[Information Boundary: Start]
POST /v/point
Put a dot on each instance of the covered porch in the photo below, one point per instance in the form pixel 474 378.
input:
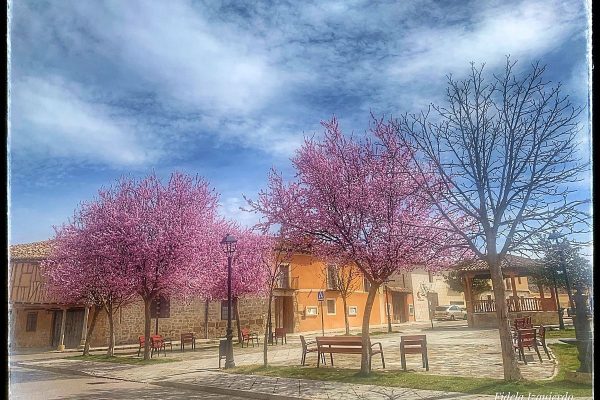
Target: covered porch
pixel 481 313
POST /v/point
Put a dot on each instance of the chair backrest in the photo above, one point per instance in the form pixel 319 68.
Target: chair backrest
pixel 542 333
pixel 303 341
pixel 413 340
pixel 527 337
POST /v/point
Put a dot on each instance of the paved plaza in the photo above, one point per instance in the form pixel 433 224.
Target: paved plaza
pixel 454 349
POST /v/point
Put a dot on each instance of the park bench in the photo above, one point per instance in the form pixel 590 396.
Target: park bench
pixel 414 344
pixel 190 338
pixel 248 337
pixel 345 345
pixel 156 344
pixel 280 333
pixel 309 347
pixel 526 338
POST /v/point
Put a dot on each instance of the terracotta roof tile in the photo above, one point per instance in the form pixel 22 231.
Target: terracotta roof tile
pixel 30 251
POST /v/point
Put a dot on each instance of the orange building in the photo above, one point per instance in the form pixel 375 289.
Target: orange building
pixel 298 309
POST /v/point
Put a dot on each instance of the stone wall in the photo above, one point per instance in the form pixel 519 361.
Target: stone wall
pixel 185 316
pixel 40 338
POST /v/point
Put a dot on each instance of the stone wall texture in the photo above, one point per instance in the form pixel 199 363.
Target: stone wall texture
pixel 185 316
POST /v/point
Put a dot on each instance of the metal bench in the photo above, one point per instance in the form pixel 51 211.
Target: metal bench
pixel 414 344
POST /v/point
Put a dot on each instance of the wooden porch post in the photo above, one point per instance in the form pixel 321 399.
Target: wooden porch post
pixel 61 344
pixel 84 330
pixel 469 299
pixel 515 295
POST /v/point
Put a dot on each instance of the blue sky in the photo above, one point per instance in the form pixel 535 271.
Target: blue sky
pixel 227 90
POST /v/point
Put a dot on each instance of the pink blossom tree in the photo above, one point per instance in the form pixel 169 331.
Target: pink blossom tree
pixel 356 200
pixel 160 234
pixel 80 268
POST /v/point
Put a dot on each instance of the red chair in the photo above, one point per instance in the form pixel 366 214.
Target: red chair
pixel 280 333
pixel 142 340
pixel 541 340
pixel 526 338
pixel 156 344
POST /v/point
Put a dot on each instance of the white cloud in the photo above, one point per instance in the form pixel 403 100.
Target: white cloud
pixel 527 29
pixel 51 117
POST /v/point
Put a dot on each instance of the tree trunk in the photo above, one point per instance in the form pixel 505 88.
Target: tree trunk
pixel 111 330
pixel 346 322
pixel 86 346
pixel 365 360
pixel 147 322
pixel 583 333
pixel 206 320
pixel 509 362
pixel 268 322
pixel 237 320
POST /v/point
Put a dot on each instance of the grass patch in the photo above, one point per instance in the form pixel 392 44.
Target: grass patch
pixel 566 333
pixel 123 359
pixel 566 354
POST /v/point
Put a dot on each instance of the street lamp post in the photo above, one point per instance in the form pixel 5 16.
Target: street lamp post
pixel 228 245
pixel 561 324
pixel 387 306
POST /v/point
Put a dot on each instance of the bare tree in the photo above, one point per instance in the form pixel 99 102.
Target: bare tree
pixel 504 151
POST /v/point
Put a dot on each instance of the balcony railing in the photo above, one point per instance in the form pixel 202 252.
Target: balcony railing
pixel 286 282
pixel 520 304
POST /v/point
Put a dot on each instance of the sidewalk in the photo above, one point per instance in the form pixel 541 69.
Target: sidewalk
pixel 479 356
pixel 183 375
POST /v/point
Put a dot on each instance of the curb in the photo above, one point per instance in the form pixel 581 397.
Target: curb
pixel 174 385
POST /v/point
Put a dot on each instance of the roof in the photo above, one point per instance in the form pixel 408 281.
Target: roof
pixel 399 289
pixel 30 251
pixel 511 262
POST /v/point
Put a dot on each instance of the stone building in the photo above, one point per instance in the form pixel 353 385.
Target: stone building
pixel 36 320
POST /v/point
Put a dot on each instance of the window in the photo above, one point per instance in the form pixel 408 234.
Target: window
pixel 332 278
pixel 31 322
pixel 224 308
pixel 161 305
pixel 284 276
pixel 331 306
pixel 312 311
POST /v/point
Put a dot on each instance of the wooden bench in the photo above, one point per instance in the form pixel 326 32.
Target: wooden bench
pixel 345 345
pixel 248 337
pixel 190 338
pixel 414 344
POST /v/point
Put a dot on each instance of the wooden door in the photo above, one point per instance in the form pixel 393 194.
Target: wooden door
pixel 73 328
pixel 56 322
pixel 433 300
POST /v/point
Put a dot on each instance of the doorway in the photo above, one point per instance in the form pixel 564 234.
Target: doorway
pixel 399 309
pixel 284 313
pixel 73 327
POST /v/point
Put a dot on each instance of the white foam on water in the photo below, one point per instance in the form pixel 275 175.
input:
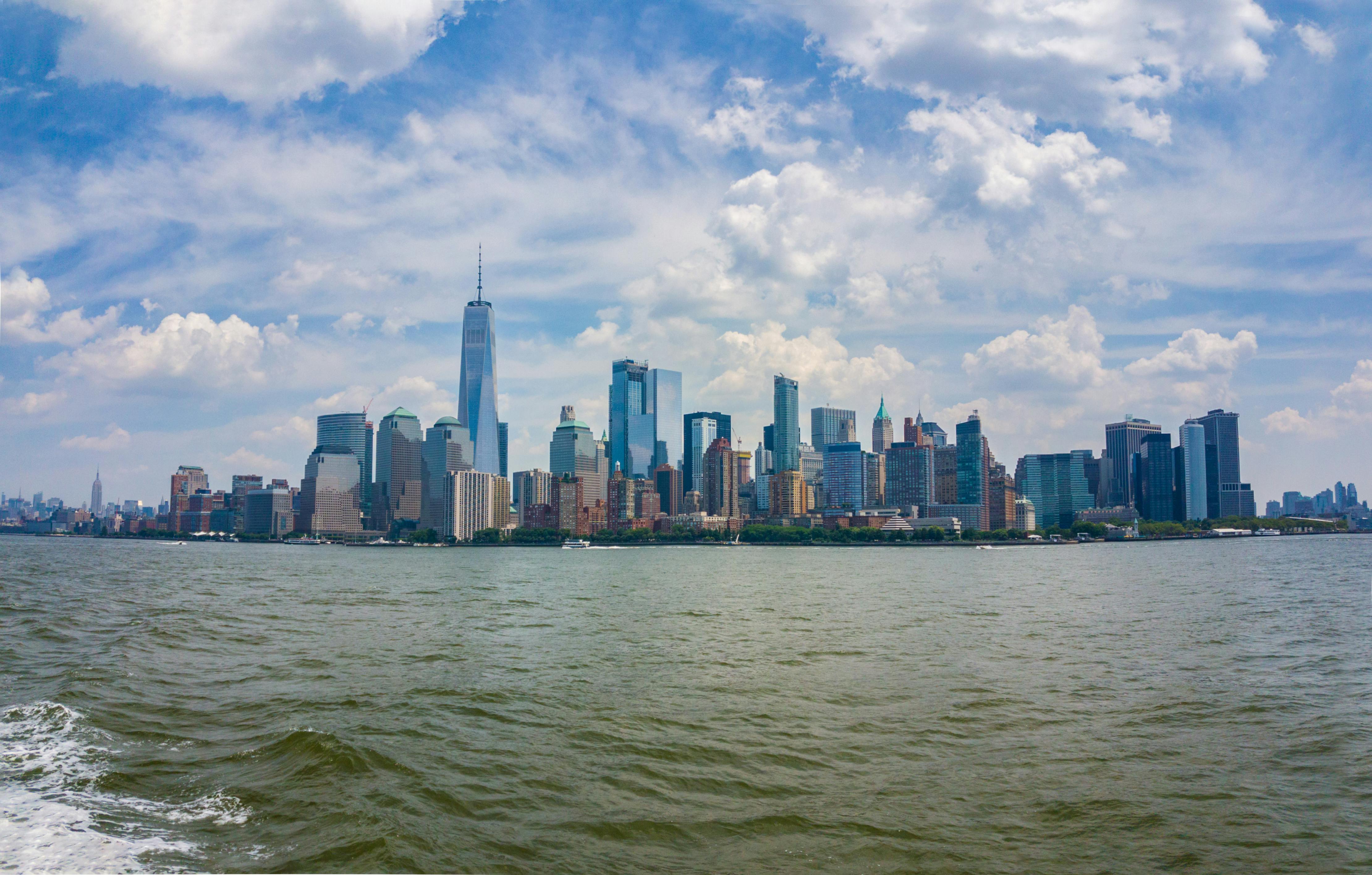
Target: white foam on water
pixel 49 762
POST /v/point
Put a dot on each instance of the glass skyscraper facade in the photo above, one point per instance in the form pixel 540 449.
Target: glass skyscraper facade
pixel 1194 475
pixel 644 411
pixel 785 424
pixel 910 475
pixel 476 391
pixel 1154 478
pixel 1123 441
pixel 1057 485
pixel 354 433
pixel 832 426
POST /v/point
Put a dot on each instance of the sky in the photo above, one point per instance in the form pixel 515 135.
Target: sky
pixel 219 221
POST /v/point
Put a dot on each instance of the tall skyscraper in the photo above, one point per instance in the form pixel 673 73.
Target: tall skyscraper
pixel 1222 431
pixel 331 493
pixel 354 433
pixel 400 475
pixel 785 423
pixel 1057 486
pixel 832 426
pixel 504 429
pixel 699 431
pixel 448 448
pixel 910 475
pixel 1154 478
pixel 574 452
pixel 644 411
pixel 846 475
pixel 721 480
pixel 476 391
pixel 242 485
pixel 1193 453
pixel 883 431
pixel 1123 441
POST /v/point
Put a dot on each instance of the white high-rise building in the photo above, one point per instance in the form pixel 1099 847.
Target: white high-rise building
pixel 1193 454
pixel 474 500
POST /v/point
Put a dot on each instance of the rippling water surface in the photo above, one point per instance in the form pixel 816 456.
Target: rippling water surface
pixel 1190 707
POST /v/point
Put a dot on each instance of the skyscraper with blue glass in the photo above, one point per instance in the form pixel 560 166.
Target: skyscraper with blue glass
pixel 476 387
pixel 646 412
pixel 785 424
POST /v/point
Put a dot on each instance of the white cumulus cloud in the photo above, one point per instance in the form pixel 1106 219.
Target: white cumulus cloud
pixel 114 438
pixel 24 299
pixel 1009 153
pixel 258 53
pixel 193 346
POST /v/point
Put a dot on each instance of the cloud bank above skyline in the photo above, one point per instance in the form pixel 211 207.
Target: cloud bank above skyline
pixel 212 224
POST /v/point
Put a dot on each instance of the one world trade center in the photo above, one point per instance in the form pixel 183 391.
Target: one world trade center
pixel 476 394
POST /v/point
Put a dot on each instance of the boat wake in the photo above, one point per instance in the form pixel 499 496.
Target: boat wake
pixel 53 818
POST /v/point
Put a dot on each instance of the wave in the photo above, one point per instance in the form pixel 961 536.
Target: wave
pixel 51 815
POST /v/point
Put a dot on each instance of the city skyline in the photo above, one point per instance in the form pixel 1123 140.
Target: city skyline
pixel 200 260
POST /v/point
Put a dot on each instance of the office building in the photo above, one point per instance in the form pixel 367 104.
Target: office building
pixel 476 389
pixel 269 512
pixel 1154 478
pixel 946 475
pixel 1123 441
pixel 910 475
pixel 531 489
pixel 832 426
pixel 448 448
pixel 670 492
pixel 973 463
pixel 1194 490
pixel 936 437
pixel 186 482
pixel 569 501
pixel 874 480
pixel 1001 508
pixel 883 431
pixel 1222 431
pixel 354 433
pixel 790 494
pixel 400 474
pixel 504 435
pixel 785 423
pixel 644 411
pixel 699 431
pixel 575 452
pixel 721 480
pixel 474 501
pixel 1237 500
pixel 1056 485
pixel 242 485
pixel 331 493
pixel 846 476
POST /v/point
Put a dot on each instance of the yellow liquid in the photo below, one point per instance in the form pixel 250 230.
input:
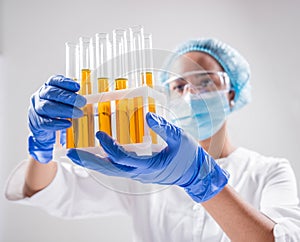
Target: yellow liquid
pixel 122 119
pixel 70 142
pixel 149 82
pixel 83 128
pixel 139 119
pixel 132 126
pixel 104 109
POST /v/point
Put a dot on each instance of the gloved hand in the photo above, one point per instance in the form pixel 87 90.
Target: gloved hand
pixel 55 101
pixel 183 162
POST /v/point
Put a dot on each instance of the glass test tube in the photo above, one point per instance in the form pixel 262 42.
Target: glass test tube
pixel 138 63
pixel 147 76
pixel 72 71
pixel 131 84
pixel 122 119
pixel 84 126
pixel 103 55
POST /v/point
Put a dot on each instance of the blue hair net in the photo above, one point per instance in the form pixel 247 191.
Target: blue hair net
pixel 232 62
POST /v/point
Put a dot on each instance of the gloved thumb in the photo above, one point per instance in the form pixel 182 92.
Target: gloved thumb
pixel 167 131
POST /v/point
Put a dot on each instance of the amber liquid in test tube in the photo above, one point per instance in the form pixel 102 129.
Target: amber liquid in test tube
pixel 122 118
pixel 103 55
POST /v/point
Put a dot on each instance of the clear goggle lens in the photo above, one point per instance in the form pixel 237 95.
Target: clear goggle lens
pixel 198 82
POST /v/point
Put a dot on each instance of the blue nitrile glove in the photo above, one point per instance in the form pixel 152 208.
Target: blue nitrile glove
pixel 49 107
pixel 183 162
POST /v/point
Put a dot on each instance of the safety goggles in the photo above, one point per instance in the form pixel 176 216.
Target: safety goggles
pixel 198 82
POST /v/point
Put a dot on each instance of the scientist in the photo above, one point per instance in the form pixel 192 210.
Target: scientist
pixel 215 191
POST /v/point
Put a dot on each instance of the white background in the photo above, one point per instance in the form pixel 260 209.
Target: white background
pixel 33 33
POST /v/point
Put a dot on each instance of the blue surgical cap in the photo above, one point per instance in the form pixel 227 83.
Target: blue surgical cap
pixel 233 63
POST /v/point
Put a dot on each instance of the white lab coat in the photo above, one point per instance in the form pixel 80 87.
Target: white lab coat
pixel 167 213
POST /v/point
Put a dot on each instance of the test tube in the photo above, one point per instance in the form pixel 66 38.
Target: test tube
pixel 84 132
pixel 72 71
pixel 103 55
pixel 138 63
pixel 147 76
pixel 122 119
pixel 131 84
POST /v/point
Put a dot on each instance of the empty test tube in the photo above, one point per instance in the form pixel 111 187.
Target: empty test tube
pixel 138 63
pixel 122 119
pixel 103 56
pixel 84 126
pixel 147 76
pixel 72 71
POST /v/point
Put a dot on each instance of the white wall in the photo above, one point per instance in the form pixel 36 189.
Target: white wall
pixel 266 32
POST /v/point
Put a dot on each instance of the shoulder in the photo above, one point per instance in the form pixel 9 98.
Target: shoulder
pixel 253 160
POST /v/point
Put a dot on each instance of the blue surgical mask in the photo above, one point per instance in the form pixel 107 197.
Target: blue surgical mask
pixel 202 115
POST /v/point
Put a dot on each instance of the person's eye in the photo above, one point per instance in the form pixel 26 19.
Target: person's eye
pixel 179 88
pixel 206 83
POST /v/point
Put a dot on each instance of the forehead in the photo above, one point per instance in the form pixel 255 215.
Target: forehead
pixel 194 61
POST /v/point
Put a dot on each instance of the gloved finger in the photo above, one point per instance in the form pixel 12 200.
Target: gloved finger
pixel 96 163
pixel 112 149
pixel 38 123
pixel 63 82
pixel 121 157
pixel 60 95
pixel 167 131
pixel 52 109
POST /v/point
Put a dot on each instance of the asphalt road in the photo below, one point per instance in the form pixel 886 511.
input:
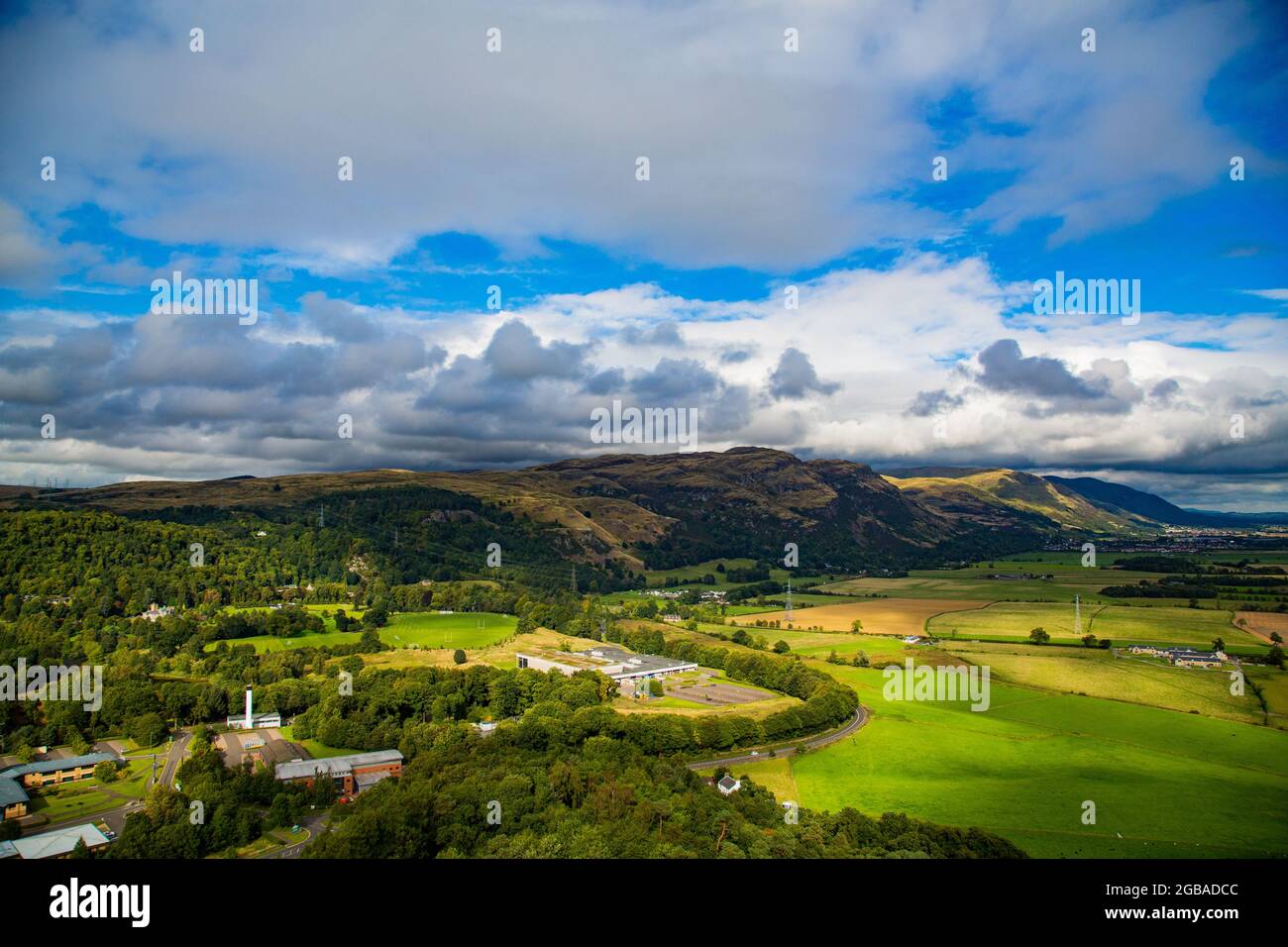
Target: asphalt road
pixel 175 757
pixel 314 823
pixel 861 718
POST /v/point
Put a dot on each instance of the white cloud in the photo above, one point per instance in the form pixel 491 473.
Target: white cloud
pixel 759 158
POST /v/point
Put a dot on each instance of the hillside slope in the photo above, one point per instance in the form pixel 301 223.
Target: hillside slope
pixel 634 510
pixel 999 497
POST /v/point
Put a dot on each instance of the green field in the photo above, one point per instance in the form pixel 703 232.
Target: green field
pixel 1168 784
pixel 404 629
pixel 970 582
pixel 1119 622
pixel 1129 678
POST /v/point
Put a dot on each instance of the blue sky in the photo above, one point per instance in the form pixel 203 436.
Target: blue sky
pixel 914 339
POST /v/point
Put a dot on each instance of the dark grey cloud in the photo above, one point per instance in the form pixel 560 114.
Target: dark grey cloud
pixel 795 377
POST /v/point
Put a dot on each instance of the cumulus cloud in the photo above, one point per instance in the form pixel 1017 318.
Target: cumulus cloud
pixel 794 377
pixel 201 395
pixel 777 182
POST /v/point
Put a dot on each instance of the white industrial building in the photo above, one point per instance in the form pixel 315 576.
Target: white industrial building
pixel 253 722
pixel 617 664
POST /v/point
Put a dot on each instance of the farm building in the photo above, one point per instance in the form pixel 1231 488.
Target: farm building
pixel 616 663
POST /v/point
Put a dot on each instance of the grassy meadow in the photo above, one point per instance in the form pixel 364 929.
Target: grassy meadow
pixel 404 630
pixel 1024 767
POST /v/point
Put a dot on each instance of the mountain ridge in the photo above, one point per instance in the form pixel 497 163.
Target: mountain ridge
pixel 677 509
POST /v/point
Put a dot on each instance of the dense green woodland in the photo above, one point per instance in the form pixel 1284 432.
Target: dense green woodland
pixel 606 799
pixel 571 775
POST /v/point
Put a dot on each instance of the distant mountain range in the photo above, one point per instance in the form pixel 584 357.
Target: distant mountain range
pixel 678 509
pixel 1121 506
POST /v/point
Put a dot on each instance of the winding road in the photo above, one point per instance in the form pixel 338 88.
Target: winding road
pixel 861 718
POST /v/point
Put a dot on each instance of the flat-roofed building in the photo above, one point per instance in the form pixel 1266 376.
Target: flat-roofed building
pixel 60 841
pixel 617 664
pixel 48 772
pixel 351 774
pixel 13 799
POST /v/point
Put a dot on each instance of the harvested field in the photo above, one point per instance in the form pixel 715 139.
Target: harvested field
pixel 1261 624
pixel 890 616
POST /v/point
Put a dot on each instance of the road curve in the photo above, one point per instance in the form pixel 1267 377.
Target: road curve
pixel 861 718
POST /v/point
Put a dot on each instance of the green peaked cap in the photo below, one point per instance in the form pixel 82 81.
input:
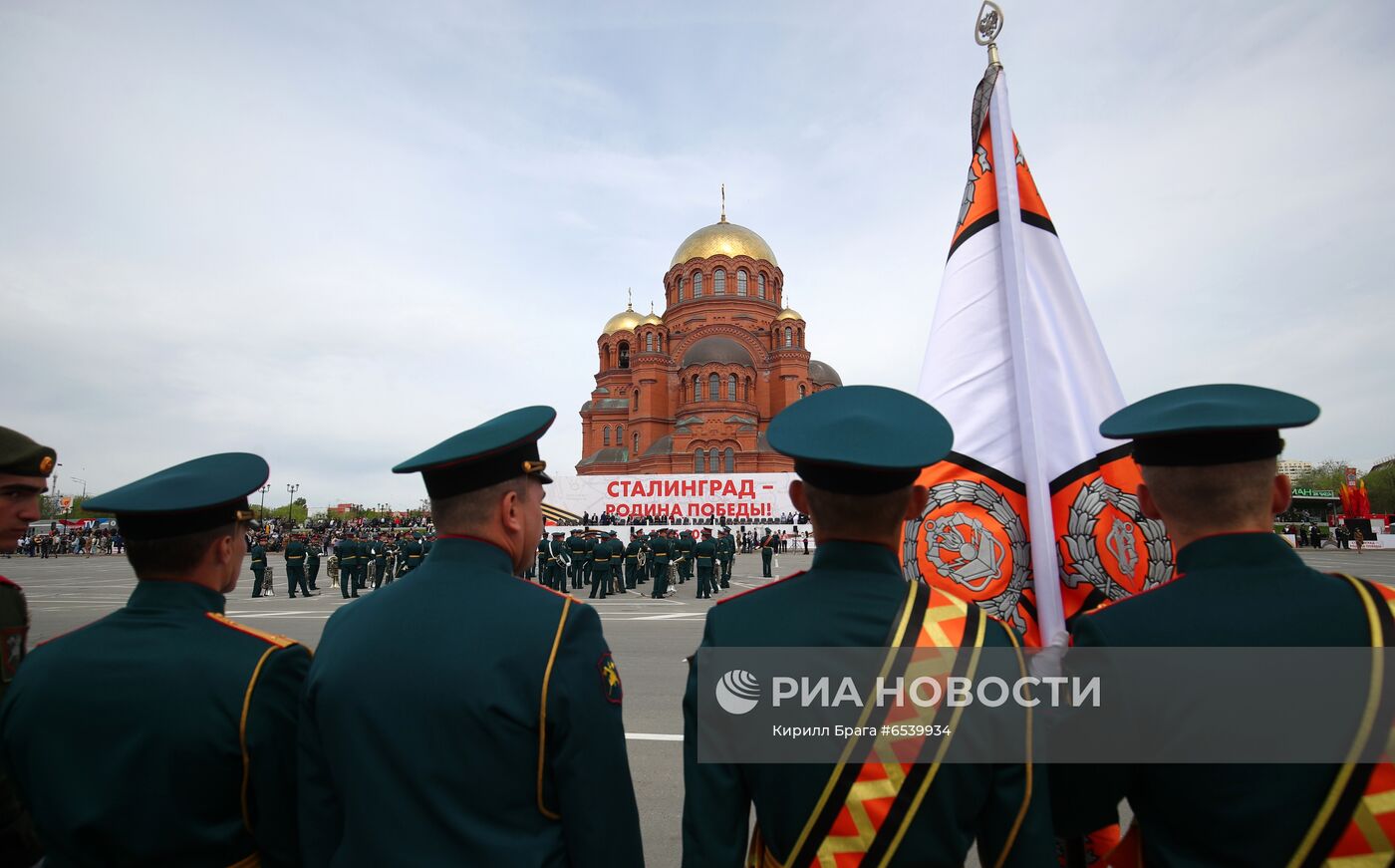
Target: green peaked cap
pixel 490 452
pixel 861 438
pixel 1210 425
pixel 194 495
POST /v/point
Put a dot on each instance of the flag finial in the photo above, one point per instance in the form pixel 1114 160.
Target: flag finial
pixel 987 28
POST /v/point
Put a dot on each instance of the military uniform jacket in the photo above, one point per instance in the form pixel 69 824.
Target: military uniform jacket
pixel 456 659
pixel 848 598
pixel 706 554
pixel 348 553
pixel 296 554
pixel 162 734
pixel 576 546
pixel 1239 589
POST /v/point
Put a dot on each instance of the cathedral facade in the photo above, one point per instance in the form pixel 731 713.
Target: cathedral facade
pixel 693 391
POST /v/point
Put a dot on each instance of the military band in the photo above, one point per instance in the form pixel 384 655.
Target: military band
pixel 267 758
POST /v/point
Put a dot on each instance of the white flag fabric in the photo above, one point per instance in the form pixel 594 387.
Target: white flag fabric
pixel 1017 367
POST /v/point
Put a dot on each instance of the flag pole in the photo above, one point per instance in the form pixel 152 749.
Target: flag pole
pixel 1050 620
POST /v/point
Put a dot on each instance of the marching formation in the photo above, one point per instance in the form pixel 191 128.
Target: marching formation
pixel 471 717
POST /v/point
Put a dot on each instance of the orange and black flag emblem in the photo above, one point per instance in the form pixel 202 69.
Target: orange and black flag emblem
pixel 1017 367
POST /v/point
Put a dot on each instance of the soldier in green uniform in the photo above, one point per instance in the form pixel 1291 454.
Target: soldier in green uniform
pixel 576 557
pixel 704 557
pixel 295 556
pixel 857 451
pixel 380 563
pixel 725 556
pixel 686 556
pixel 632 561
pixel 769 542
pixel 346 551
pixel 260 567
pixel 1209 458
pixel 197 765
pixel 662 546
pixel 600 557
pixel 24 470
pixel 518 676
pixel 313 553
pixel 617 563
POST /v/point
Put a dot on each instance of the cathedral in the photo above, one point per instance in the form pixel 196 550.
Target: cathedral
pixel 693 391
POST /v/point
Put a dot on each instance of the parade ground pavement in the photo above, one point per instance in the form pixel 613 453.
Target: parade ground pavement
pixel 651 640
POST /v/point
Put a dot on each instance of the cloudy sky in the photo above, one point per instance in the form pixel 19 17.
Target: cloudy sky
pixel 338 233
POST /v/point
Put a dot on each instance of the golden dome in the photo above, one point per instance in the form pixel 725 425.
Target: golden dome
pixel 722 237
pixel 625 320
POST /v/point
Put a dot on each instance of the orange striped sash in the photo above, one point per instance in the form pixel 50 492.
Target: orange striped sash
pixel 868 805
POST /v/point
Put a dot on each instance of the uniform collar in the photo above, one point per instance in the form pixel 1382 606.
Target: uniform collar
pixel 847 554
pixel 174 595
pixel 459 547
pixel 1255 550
[Information Boundary: End]
- _Action item_: Could you retype exactly the lines above from the one containing "Put a dot on each instance of the orange striped" through the last line of the records, both included, and nothing else?

- _Response_:
Put a dot on each instance of the orange striped sash in the photo above, one point per instance in the form pixel 50 492.
Target: orange striped sash
pixel 868 805
POST /v/point
Put a dot on each instance of the uniform collar in the photo above, one point per instance in the form pixel 1382 606.
Target: uniform collar
pixel 847 554
pixel 174 595
pixel 459 547
pixel 1255 550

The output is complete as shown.